[Opening Record excerpts section]
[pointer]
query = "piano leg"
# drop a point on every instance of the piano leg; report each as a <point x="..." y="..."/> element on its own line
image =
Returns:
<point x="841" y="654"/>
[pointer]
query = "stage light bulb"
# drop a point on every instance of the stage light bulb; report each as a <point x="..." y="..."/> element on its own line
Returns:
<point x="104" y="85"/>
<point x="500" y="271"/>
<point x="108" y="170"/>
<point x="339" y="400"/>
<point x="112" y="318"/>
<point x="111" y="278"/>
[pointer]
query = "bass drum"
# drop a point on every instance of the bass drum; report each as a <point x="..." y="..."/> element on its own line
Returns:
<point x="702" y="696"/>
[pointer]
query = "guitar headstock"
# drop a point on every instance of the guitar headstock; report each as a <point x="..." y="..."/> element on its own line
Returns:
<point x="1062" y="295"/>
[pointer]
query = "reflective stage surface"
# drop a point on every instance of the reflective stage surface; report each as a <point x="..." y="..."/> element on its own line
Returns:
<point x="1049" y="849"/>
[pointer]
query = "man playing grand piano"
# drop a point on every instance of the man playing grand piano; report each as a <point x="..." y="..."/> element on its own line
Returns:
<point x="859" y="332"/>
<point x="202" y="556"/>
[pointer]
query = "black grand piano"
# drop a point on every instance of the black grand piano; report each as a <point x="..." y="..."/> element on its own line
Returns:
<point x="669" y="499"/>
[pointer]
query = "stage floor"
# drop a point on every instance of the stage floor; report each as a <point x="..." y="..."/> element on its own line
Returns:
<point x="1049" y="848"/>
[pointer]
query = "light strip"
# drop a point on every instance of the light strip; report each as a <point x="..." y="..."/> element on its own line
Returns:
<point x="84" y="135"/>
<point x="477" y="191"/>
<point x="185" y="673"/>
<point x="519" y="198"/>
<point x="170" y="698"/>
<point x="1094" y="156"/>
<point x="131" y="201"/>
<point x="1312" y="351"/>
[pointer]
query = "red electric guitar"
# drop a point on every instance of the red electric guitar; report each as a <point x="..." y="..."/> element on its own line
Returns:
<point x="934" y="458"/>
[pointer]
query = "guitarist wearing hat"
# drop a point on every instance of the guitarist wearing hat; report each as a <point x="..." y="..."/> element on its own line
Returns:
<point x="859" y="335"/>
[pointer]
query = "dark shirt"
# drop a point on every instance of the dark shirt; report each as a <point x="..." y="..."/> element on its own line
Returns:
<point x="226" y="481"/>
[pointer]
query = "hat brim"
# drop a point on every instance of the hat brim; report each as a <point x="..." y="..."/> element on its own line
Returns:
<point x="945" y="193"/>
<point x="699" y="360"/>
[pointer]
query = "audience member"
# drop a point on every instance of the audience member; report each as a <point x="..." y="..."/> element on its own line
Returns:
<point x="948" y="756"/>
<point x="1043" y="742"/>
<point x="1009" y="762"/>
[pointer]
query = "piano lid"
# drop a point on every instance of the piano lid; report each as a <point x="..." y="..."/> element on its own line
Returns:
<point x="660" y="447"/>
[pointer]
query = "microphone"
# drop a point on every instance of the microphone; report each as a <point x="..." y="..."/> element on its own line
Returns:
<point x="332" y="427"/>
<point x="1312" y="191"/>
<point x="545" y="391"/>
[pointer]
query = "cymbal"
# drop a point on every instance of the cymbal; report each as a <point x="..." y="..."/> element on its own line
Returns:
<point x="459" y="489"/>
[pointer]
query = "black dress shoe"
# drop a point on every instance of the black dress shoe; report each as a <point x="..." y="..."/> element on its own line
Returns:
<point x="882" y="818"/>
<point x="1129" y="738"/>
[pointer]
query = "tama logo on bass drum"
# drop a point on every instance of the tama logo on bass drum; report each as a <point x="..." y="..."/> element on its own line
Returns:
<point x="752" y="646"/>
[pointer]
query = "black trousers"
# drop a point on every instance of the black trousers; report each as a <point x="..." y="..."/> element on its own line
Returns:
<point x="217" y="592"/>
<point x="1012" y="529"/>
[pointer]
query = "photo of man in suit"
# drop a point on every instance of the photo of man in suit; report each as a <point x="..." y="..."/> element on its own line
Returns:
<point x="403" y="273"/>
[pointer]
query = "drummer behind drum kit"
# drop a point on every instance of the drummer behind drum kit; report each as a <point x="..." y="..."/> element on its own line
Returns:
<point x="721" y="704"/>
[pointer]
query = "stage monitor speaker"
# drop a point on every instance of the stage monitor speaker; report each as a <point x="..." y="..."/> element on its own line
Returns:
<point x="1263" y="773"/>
[Closing Record excerpts section]
** About this task **
Wherever a line of the data above contains "light", copy that line.

** Output below **
query = "stage light bulb"
# drop a point on every instance of the stage light bulb; report each as a <point x="..." y="..."/> element on its own line
query = "light strip"
# drop a point on every instance of the light strip; report each as a <point x="..." y="..."/> element on its own line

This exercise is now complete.